▶ [SUPPLIED TEXT]
* * *
You are viewing a plain text version of this content. The canonical link for it is here.
Posted to user@spark.apache.org by Ascot Moss <as...@gmail.com> on 2015/10/20 17:39:06 UTC

Spark: How to find similar text title

Hi,

I have my RDD that stores the titles of some articles:
1. "About Spark Streaming"
2. "About Spark MLlib"
3. "About Spark SQL"
4. "About Spark Installation"
5. "Kafka Streaming"
6. "Kafka Setup"
7. ....

I need to build a model to find titles by similarity,
e.g
if given "About Spark", hope to get:

"About Spark Installation", 0.98622 (where 0.98622 is the score
of similarity, range between 0 to 1)
"About Spark MLlib", 0.95394
"About Spark Streaming", 0.94332
"About Spark SQL", 0.9111

Any idea or reference to do so?

Thanks
Ascot





 and need to find out similar titles

Re: Spark: How to find similar text title

Posted by Sonal Goyal <so...@gmail.com>.
Do you want to compare within the rdd or do you have some external list or
data coming in ?

For matching, you could look at string edit distances or cosine similarity
if you are only comparing title strings.
On Oct 20, 2015 9:09 PM, "Ascot Moss" <as...@gmail.com> wrote:

> Hi,
>
> I have my RDD that stores the titles of some articles:
> 1. "About Spark Streaming"
* * *
▶ [EXERCISE] List every article title in the numbered list of the first post in the Spark forum thread above.
* * *
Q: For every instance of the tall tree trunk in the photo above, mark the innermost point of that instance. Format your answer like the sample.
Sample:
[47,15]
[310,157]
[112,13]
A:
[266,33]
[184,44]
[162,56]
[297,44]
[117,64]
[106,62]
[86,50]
* * *
▶ [OUTPUT]
"About Spark Streaming"
"About Spark MLlib"
"About Spark SQL"
"About Spark Installation"
"Kafka Streaming"
"Kafka Setup"